> [What to work on]:
Copy each line below without leaving any out.
###
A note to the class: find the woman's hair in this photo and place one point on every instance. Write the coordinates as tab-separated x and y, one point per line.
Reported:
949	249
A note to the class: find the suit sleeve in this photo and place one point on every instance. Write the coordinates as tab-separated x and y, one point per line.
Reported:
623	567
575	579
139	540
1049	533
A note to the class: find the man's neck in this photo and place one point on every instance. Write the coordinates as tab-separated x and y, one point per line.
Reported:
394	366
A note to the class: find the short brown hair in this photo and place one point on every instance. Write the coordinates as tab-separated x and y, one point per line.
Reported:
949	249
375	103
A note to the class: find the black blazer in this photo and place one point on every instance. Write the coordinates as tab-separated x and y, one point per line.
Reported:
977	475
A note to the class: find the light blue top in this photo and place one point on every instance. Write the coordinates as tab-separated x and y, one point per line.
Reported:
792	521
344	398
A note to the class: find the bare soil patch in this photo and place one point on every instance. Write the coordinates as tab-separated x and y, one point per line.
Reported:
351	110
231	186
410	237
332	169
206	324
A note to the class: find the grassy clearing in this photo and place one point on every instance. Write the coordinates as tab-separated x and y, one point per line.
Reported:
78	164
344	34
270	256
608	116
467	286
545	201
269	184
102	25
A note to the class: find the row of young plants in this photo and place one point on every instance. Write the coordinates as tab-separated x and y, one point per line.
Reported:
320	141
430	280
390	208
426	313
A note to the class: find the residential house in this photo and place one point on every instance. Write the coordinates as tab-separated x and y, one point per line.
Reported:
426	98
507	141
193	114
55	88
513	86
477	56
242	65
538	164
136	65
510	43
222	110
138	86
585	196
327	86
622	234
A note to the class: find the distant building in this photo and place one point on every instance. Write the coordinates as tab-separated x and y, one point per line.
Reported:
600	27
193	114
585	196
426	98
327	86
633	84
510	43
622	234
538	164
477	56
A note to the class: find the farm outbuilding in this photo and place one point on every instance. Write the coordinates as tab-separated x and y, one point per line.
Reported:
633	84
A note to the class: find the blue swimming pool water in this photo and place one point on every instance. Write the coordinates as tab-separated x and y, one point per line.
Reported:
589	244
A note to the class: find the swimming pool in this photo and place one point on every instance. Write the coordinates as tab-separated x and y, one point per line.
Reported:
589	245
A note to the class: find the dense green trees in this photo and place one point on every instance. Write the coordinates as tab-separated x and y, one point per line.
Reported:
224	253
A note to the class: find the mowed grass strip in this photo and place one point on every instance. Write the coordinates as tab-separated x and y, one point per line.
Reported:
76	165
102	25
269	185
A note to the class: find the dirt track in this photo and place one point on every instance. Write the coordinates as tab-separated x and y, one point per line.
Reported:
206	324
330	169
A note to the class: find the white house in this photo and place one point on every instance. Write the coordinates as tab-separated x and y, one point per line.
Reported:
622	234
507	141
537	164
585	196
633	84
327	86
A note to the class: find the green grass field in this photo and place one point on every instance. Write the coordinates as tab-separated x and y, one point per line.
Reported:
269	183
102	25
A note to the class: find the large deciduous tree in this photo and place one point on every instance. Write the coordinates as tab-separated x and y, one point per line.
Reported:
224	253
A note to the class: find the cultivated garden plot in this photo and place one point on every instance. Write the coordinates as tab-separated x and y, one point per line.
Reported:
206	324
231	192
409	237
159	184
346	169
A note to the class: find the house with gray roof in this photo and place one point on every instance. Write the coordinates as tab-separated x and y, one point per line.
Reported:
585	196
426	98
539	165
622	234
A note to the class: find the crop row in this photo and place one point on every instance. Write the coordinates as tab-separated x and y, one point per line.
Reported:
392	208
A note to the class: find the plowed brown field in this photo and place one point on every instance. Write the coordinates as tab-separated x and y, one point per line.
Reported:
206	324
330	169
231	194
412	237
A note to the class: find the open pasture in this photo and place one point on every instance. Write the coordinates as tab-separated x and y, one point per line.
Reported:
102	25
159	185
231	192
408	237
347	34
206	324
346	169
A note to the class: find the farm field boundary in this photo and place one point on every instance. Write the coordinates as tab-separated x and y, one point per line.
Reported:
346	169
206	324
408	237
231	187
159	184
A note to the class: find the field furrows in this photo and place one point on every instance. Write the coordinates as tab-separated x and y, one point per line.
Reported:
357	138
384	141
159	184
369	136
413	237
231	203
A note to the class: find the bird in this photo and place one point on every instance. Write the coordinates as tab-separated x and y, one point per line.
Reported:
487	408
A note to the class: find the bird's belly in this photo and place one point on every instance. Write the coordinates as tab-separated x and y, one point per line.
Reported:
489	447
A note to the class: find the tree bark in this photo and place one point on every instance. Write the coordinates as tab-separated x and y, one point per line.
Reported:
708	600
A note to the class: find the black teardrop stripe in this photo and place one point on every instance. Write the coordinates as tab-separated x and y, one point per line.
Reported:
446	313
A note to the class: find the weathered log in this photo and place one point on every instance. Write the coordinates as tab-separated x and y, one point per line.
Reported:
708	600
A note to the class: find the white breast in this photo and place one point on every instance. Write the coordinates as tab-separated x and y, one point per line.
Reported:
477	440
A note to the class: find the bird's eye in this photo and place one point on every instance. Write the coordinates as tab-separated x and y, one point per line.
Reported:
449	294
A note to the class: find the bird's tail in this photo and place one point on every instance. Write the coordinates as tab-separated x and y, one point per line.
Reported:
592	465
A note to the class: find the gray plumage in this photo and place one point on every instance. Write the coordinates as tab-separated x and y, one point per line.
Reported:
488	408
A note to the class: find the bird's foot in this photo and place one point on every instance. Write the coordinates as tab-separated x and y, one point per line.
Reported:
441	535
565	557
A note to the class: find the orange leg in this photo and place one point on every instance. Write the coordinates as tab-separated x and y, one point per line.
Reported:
###
> [Solution below]:
A note to the class: find the woman's hair in this photo and place one point on every instance. Write the coordinates as tab-separated x and y, one point per line.
Reported:
949	249
A note to the class: find the suit sleeve in this photo and place one point on every instance. Write the coordinates as tab-separated x and y, one point per line.
Reported:
623	567
575	579
139	540
1049	533
A note to the class: find the man's neck in this photo and place one point on every instance. Write the coordinates as tab-separated x and y, one point per line.
Reported:
394	366
A note to the class: find the short brown hair in this photo and place one point on every instance. Write the coordinates as tab-separated x and y, one point per line.
Reported:
949	249
375	103
A note to the class: find the black blazer in this photo and place one point on every instance. Write the coordinates as tab-separated x and y, one point per line.
Reported:
977	475
A note to the class: find the light blue top in this photo and place one point on every instance. Write the coordinates as tab-separated x and y, one point per line.
Reported:
792	521
344	398
A note to the class: find the bare soil patch in this photo and place one point on every instance. Write the coordinates as tab-separated x and y, one point per line.
Reported:
351	110
231	186
410	237
332	169
206	324
A note to the class: find the grassy clearing in this photo and place one point on every instance. Write the coordinates as tab-separated x and y, one point per line.
Reported:
78	164
344	34
270	256
608	116
467	286
545	201
269	184
102	25
A note to the class: find the row of young plants in this photo and place one point on every instance. Write the coordinates as tab-separated x and y, one point per line.
Reported:
320	141
430	280
390	208
426	313
A note to the class: find the residential house in this photo and place one point on every instance. Write the coordinates as tab-separated x and y, one point per line.
Reported:
426	98
507	141
193	114
55	88
513	86
477	56
242	65
538	164
136	65
510	43
222	110
138	86
585	196
327	86
622	234
A note to the class: find the distant building in this photo and place one point on every instance. Write the coordinates as tab-separated x and y, one point per line.
Reported:
600	27
193	114
585	196
426	98
327	86
633	84
510	43
622	234
538	164
477	56
A note to the class: find the farm outbuilding in this photo and place one point on every instance. Write the coordinates as tab-separated x and y, one point per line.
Reported:
633	84
A note to the class: find the blue swimming pool water in this photo and place one point on every instance. Write the coordinates as tab-separated x and y, one point per line.
Reported:
589	244
A note to the class: find the swimming pool in this photo and place one point on every instance. Write the coordinates as tab-separated x and y, one point per line.
Reported:
589	245
A note to the class: find the dense green trees in this photo and place one point on every instance. Write the coordinates as tab-separated x and y, one point per line.
Reported:
224	253
A note to the class: find the mowed grass strip in this photo and place one point on every instance. Write the coordinates as tab-separated x and y, one point per line.
Reported:
76	165
102	25
269	185
A note to the class: find the dirt track in this photo and place one point on every instance. Write the coordinates as tab-separated x and y, one point per line.
Reported:
206	324
330	169
A note to the class: find the white house in this photo and place one point on every instance. Write the coordinates as tab-separated x and y, one point per line.
Reported:
622	234
507	141
537	164
585	196
633	84
327	86
A note to the class: find the green grass field in this photo and place one point on every instance. Write the coordinates as tab-separated x and y, one point per line.
Reported:
269	183
102	25
A note to the class: find the large deciduous tree in this photo and place one point on every instance. Write the coordinates as tab-separated x and y, one point per line.
Reported:
224	253
A note to the class: find the cultivated garden plot in this photo and place one point on every instance. Write the coordinates as tab-separated x and y, one point per line.
Reported:
206	324
231	192
409	237
159	184
346	169
A note to the class: find the house with gray roof in this photo and place one point on every instance. Write the coordinates as tab-separated x and y, one point per line.
Reported:
585	196
426	98
539	165
622	234
A note to the class: find the crop row in this photo and place one point on every instance. Write the coordinates as tab-separated x and y, one point per line.
Reported:
392	208
A note to the class: find the plowed brown field in this photo and place one point on every instance. Write the coordinates as tab-separated x and y, one point per line.
Reported:
206	324
330	169
231	194
412	237
A note to the class: find the open pasture in this photo and place one point on every instance. Write the coordinates as tab-separated x and y, one point per line.
Reported:
102	25
159	185
231	192
408	237
347	34
206	324
346	169
A note to the class: find the farm field boundary in this photo and place one point on every instance. Write the coordinates as tab-separated x and y, one point per line.
Reported:
346	169
206	324
408	237
231	187
159	184
A note to the class: find the field furrows in this photo and place one point on every instance. Write the coordinates as tab-separated x and y, one point per line.
Reported:
357	138
384	141
159	184
369	136
413	237
231	203
A note to the class: find the bird in this photo and place one point on every instance. Write the coordinates as tab-separated x and y, one point per line.
Reported:
487	408
A note to the class: find the bird's belly in this photo and place one point on every instance. Write the coordinates as tab-separated x and y, one point per line.
Reported:
489	447
A note to the class: find the tree bark in this photo and place one point on every instance. Write the coordinates as tab-separated x and y, one point per line.
Reported:
708	600
A note to the class: find the black teardrop stripe in this photo and place one point on every instance. Write the coordinates as tab-separated x and y, one point per line.
Reported:
446	313
A note to the class: find the weathered log in this photo and place one point on every instance. Write the coordinates as tab-separated x and y, one point per line.
Reported:
708	600
A note to the class: find the white breast in this photo and place one point on every instance. Write the coordinates as tab-separated x and y, one point per line.
Reported:
477	440
A note to the class: find the bird's eye in this photo and place one point on every instance. Write the coordinates as tab-separated x and y, one point per line.
Reported:
449	294
A note to the class: find the bird's tail in this photo and place one point on every instance. Write the coordinates as tab-separated x and y, one point per line.
Reported:
592	465
A note to the class: find the gray plumage in this photo and place one point on every instance. Write the coordinates as tab-separated x and y, one point per line.
Reported:
488	408
A note to the class: find the bird's foot in this photo and place one point on every instance. Write the coordinates as tab-separated x and y, one point per line.
Reported:
441	535
565	557
A note to the class: find the orange leg in this photo and place one point on every instance. Write the coordinates as tab-separated x and y, one point per line.
Reported:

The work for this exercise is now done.